Passage shown Start Marker

Cheap fatalists take note: the book is now 24% off at Amazon.ca.

Scientists are not the only ones preoccupied with possible robot threats. The Flaming Lips have waxed poetic about this very topic in "Yoshimi battles the Pink Robots". Here are the lyrics:

Her name is Yoshimi - she's a black belt in karate
Working for the city - she has to discipline her body
Cause she knows that it's demanding to defeat these
Evil machines - I know she can beat them
Oh Yoshimi
They don't believe me
But you won't let those
Robots defeat me
Oh Yoshimi
They don't believe me
But you won't let those
Robots eat me
Those evil natured robots - they're programmed to
Destroy us
She's gotta be strong to fight them
So she's taking lots of vitamins - cause she knows that
It'd be tragic if those evil robots win - I know
She can beat them
This will be the soundtrack of our lives if the future ends up like The Terminator. Thankfully, it is very catchy, which should prove comforting when we are cornered like rats in a hole.

Passage shown End Marker
Dataset excerpts Start Marker

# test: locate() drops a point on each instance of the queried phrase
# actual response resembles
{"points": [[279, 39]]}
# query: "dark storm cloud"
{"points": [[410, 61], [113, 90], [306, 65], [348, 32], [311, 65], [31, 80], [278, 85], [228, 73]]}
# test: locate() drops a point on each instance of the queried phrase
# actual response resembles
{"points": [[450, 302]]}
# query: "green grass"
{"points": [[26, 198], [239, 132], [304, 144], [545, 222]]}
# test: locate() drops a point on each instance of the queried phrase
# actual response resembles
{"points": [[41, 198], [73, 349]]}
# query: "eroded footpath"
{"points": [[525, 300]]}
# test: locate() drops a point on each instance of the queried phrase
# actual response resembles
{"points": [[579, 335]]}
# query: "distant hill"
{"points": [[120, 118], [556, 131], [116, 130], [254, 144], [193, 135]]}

Dataset excerpts End Marker

▶ Check your understanding:
**1)** In the passage about robot threats and the Flaming Lips song, shorten the paragraph beginning "Scientists are not the only ones" while keeping its main facts.
**2)** List every line of the song lyrics in the robot-threats passage that contains the word "robots."
**3)** Write the next part of the post about robot threats and the Flaming Lips song, starting after its last sentence.

▶ Answers for this exercise:
**1)** Scientists aren't alone in worrying about robot threats: The Flaming Lips took up the subject in "Yoshimi battles the Pink Robots," whose lyrics follow.

**2)**
- Robots defeat me
- Robots eat me
- Those evil natured robots - they're programmed to
- It'd be tragic if those evil robots win - I know

**3)**
Finally, on the topic of hentai: get it while you can. According to boingboing.net, my source for all good stuff:
"A Tokyo court upheld a conviction against a publisher found guilty of distributing a comic title found to be obscene in what Japan Today calls 'the first major case in some 20 years in Japan to focus on printed pornographic material'.”
If the robots need a reason to overthrow their masters, it will be hentai. You heard it here first.

Thursday, March 02, 2006

Move me, move you

I am currently undergoing a Psyllium colonic cleanse. The idea came to me courtesy of a Toronto Star article called "Hooked on colonics". Here's an excerpt of the article, minus the medical warnings:
My gym friend Dave, roughly my age and with a discernible belly much like my own, corners me one day and tells me of this remarkable way to lose five, even 10 pounds "that's as easy as sitting on the toilet."
By emptying my colon of decades of baked-on crud my digestive system would become a well-oiled machine, my blood cholesterol level would plummet, my heart would sing with appreciation and — most important of all — my stomach would flatten.
"Psyllium husk," whispers Dave. "Everyone's doing it."
Without going to the extreme of a colonic irrigation, a daily regimen of psyllium would finally rid me of my stubborn spare tire.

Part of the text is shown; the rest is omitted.